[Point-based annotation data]
'''
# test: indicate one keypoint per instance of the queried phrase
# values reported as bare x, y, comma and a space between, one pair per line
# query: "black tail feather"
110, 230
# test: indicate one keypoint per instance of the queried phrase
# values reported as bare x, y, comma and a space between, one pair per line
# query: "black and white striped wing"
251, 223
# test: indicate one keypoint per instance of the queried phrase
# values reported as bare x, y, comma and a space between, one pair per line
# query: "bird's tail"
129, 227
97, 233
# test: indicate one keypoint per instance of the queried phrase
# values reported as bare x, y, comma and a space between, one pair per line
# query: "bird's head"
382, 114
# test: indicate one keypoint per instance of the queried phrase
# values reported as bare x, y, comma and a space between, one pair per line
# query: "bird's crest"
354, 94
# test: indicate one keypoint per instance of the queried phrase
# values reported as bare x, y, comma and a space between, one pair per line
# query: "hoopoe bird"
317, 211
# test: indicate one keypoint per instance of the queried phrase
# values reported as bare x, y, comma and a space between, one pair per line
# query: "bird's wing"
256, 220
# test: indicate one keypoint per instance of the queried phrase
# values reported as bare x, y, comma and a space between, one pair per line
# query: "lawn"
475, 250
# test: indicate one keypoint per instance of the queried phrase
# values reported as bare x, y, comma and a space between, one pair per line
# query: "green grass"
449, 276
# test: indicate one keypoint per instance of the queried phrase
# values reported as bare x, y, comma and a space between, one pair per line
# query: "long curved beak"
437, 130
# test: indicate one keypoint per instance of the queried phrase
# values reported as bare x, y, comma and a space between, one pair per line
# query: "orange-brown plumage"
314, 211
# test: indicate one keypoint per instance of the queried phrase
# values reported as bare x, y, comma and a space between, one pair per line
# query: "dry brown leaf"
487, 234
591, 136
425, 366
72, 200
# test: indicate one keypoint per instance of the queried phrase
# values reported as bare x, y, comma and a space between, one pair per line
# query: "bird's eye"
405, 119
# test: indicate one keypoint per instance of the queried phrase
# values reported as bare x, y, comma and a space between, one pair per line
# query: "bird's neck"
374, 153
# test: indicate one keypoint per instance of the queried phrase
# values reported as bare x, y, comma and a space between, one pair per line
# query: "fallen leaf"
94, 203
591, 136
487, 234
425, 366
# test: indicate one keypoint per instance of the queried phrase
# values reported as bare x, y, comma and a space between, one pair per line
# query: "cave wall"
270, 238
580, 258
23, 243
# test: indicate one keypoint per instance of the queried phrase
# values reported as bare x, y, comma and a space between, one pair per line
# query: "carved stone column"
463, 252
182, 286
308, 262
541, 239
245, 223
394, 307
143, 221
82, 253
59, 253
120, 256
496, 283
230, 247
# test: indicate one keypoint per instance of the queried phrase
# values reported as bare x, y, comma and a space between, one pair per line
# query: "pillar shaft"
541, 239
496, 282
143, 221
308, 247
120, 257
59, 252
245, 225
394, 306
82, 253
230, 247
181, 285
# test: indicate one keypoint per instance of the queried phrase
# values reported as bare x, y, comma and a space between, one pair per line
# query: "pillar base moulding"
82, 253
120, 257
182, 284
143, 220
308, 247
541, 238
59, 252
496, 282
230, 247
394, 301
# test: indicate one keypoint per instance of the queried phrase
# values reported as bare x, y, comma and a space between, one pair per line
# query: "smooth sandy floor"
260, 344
'''
* BRIEF: How many lines in the entries contain the word "black"? Reply with the number alone.

* EXPECTED ANSWER: 2